LISTED ENTRIES -
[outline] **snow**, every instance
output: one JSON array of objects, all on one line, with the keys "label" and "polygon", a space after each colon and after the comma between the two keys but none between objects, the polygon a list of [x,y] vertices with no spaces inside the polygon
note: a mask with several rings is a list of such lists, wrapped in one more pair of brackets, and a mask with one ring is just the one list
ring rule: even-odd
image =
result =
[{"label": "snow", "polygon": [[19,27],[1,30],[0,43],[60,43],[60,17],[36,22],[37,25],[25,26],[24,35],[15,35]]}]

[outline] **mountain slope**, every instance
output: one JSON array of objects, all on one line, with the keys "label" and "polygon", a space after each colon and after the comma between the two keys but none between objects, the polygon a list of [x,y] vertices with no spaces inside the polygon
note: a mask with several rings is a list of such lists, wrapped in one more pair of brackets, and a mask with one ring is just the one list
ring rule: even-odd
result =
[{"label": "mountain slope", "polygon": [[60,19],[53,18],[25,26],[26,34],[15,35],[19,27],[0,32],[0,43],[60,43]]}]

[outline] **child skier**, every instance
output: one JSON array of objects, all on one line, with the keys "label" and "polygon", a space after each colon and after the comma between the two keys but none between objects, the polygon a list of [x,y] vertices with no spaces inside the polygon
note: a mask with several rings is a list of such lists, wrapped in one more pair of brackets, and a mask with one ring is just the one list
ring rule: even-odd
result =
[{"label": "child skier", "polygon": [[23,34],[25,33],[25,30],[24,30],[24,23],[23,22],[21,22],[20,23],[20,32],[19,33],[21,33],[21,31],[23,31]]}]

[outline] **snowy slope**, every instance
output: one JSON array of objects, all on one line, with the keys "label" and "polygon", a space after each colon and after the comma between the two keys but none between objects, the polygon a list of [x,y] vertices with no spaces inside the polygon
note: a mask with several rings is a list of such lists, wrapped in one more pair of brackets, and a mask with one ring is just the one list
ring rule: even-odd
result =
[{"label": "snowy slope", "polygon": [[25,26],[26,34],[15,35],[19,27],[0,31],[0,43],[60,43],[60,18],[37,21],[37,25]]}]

WHAT IS REQUIRED -
Look through the listing and extract every line with "outline" in it.

RESULT FOR THIS EXERCISE -
[outline] **snow**, every instance
[outline] **mountain slope**, every instance
[outline] **child skier**, every instance
[outline] **snowy slope**, every instance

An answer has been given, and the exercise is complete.